# [WHAT THIS TASK INVOLVES]
Show each line below that contains the word "book", copying every such line in full.

________________________

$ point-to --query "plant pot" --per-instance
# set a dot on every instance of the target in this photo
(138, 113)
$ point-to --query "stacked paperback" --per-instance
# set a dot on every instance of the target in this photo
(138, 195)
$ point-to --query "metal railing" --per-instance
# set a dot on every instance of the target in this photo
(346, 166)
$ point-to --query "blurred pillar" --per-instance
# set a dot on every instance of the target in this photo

________________________

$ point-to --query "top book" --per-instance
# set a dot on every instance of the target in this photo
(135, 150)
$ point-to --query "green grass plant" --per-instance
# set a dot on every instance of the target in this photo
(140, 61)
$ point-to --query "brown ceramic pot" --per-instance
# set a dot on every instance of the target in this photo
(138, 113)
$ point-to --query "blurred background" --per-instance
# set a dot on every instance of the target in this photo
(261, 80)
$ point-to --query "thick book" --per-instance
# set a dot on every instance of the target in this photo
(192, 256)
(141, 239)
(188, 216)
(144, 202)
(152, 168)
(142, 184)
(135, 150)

________________________

# [EXERCISE RESULT]
$ point-to --query "top book" --per-instance
$ point-to --query "thick book" --per-instance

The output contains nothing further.